◆ WHAT THE TASK REQUIRES
Show each line of the records below that contains the word "wall".

# Start of GIVEN INFORMATION

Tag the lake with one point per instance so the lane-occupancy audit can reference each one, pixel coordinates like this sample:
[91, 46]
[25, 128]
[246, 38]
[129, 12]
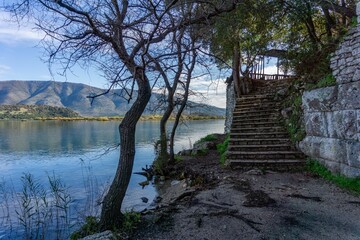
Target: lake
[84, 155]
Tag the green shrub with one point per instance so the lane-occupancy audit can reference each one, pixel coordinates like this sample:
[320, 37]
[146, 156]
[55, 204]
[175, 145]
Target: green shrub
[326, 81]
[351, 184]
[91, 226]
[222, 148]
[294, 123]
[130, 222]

# End of GIVEN INFORMATION
# Start of GIVEN INFORMATION

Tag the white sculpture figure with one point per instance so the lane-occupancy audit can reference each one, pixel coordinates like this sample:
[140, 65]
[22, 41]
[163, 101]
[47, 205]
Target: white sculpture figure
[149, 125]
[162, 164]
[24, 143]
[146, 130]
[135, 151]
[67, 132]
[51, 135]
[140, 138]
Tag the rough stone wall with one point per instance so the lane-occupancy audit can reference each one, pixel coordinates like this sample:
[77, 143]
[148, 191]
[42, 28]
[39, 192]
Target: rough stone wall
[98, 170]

# End of GIVEN INFORMATION

◆ CORRECT ANSWER
Tag the rough stone wall with one point per instance so the lane-occupancy audit can reference each one, pixel coordinates like this sample:
Target: rough stone wall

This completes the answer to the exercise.